WHAT IS EXPECTED
Find each line below that contains the string "tank", treating uppercase and lowercase as different, and copy those lines out in full.
=====
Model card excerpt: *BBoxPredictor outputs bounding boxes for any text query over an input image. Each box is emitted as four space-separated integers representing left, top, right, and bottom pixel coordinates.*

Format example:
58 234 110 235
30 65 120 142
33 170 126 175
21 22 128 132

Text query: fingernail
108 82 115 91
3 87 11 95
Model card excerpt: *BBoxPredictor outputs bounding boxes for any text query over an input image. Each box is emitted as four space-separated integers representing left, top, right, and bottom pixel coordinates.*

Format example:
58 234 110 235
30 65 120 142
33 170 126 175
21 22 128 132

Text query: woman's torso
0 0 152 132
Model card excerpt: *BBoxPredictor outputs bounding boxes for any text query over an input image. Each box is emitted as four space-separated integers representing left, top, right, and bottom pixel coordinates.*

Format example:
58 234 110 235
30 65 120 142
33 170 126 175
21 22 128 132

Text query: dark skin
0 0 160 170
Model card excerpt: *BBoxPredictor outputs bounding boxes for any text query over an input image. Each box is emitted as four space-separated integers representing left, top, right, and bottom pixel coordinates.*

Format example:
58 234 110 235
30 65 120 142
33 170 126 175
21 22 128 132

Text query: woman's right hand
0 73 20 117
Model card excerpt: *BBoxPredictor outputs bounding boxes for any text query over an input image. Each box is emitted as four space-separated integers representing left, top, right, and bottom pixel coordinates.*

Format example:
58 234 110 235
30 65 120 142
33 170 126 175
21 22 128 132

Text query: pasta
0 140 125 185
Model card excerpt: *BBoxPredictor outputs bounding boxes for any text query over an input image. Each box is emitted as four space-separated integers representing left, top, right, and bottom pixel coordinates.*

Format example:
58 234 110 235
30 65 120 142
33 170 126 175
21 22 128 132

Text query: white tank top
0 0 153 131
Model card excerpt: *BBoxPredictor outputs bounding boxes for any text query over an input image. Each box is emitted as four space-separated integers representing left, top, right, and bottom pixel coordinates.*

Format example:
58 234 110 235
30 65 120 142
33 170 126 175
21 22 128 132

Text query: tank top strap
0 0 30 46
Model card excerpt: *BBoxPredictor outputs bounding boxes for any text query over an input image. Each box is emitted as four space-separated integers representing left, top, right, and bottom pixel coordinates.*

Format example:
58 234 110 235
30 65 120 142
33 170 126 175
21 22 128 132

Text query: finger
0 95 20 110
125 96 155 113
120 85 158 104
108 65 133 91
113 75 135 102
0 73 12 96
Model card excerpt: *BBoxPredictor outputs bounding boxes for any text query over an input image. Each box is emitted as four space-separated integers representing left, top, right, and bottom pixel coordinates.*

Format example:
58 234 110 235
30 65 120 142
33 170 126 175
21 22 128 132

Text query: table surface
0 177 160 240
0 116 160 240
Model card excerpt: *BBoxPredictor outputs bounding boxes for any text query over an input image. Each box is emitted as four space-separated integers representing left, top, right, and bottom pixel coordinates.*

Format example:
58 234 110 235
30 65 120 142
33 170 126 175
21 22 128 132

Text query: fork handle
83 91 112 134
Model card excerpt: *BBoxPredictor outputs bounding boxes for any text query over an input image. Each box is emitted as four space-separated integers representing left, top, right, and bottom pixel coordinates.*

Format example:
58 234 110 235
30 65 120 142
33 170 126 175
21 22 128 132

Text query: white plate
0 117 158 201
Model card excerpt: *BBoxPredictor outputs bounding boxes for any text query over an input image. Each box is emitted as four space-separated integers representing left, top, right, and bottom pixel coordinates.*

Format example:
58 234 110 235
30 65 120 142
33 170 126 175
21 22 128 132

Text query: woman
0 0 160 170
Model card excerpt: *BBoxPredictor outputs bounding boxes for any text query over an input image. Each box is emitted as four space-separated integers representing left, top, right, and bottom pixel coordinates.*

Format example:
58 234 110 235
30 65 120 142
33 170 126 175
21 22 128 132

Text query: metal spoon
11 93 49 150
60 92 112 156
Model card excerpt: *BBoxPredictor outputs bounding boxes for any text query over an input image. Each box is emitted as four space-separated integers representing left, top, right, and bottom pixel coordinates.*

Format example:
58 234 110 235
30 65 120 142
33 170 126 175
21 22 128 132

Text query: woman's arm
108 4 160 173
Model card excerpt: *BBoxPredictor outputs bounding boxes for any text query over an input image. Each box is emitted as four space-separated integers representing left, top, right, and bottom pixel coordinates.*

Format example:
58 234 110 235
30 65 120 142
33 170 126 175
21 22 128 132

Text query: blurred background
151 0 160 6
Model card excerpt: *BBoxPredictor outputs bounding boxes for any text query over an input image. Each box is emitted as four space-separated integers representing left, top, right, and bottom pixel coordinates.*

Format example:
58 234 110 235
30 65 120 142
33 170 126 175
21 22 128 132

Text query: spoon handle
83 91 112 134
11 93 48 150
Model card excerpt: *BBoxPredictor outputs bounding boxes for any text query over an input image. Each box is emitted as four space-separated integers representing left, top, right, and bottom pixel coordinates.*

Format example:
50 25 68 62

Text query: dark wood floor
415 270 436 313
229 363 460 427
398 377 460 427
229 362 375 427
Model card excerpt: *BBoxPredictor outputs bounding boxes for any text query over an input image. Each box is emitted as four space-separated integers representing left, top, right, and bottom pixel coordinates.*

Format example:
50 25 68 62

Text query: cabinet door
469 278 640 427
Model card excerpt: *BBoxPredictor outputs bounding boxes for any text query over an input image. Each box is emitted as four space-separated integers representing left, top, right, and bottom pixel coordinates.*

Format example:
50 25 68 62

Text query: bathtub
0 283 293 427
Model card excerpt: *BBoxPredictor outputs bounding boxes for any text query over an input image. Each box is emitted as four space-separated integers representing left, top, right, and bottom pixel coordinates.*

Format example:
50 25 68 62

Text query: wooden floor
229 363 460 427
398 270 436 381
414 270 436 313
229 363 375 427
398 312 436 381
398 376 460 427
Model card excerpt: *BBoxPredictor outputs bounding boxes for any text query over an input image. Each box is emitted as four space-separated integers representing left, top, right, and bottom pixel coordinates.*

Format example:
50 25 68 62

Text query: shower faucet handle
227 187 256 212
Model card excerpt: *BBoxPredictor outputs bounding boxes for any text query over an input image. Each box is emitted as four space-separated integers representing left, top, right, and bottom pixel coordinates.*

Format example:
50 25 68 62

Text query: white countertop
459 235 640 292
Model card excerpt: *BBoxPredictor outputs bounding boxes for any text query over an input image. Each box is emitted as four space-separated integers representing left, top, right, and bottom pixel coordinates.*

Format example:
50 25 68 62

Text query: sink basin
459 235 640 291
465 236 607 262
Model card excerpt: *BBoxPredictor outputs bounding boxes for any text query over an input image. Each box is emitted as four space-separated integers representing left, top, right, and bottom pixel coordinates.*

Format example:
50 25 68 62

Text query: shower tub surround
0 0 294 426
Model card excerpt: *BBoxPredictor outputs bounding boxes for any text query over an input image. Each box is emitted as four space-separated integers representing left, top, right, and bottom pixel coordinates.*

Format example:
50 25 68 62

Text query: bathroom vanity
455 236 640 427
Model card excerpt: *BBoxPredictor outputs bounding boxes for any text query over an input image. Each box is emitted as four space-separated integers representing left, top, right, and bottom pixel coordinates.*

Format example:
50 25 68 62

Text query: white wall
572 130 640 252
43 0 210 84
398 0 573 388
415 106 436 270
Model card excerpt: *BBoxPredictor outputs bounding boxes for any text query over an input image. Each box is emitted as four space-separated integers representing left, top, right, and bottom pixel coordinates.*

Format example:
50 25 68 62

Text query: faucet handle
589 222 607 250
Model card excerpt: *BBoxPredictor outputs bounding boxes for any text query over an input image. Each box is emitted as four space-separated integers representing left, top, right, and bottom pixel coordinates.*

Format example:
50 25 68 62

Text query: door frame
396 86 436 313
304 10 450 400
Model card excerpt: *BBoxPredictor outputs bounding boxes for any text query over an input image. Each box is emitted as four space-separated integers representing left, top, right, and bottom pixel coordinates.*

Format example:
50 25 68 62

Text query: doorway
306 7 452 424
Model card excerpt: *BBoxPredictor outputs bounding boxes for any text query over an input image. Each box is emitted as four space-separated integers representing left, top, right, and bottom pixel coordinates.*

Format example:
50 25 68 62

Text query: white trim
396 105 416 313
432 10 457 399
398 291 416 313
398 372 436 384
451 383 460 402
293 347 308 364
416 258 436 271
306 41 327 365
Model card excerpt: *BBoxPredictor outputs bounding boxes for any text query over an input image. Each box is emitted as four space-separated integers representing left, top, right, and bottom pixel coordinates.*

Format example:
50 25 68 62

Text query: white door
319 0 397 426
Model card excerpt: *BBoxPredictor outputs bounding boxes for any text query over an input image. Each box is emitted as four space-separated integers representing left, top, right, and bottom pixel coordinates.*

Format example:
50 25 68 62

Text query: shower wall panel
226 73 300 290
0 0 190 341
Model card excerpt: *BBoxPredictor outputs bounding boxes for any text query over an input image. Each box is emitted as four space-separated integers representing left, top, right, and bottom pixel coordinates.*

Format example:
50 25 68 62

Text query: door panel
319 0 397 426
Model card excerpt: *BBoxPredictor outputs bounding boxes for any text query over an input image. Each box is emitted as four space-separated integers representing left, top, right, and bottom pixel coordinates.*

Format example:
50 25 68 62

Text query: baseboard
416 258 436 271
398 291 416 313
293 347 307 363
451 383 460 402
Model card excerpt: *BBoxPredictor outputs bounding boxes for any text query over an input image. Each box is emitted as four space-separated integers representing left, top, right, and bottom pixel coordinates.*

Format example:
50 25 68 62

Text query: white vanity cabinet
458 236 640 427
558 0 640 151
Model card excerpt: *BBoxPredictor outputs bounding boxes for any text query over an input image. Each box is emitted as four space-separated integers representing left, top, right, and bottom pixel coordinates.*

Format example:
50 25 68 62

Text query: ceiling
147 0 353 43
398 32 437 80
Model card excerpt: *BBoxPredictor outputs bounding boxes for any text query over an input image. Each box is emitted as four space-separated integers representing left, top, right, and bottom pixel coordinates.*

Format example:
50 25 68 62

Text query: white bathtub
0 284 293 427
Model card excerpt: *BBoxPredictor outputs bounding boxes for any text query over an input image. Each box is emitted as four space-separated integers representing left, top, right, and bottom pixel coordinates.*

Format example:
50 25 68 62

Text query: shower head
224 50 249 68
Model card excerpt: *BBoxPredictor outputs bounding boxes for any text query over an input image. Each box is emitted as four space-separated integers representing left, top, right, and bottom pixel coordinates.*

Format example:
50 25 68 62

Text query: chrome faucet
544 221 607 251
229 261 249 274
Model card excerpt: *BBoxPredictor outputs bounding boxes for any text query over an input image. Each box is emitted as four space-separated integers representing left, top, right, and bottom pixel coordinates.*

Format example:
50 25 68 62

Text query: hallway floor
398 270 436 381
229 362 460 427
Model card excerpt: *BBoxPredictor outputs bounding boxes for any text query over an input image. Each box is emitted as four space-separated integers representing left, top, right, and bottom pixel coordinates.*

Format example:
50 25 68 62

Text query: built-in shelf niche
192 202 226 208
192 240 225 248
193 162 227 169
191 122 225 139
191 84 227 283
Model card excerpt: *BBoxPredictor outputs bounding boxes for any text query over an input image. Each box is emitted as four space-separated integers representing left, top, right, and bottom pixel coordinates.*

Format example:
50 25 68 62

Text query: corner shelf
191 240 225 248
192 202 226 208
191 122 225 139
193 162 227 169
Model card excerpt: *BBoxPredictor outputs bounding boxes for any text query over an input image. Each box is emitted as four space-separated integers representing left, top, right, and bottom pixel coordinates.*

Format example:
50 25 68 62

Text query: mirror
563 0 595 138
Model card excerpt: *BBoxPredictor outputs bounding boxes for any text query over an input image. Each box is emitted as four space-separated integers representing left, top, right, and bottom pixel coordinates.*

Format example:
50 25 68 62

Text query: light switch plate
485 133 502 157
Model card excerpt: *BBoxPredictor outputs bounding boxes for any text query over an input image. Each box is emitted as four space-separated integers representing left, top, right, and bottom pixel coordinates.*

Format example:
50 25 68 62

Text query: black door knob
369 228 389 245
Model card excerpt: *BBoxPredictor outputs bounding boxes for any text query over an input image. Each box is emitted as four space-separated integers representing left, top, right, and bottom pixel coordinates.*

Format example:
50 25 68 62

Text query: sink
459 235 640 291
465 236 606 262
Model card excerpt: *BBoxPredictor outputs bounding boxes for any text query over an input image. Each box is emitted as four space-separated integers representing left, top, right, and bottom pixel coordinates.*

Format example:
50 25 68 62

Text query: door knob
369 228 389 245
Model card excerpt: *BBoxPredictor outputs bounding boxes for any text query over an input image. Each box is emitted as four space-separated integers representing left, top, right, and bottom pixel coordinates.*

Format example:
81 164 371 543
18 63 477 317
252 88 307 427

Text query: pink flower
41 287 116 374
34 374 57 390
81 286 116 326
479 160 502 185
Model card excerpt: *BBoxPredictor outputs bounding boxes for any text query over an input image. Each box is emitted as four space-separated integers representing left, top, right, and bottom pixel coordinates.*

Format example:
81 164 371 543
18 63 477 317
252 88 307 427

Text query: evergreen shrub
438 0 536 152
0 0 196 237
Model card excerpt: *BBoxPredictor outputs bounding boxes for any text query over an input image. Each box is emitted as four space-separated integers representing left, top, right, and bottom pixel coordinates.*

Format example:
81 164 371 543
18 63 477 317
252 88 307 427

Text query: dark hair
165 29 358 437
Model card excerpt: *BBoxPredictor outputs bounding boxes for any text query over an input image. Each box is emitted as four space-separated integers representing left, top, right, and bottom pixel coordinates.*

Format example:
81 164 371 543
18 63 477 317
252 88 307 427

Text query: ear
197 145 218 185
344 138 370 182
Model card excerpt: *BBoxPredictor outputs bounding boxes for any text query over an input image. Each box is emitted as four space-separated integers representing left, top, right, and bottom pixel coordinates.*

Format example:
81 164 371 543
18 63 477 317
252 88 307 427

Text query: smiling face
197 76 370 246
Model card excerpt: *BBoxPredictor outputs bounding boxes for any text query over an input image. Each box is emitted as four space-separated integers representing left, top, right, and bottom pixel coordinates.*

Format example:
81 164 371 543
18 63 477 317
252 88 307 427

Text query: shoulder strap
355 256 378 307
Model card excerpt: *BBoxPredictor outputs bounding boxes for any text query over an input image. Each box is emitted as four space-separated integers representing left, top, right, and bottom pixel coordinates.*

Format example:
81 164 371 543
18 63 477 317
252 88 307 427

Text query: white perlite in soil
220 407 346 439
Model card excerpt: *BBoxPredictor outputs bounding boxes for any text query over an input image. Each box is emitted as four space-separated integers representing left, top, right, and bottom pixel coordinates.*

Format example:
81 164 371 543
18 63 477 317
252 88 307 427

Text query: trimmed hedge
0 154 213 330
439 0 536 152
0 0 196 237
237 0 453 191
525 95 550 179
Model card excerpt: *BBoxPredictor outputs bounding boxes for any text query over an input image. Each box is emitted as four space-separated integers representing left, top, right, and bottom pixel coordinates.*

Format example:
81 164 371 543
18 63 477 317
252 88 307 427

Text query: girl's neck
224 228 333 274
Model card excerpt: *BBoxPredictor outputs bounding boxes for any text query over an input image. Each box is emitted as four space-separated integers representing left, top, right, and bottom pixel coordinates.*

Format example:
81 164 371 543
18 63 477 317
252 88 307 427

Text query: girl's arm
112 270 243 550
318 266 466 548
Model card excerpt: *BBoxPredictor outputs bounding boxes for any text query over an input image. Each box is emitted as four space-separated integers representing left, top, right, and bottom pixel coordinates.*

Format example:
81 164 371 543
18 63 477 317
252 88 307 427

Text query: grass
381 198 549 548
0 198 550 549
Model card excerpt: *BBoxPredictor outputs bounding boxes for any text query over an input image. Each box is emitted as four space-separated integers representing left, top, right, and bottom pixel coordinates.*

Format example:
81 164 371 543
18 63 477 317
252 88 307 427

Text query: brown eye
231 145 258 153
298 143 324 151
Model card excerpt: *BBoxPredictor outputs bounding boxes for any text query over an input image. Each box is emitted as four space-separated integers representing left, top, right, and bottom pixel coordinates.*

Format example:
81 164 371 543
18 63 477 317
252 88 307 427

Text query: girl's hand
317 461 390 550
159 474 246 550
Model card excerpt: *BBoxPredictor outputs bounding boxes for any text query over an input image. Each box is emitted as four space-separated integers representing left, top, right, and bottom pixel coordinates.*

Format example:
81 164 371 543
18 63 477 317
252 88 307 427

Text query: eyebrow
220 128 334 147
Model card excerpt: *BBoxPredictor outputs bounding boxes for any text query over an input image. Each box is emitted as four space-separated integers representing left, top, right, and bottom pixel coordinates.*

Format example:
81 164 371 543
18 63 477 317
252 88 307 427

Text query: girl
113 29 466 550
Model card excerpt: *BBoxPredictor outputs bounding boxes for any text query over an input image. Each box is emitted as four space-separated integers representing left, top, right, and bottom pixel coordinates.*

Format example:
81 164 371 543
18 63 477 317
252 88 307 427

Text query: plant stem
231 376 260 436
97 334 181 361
=====
REPLY TO THE TASK
Text query: white tank top
Text query: tank top strap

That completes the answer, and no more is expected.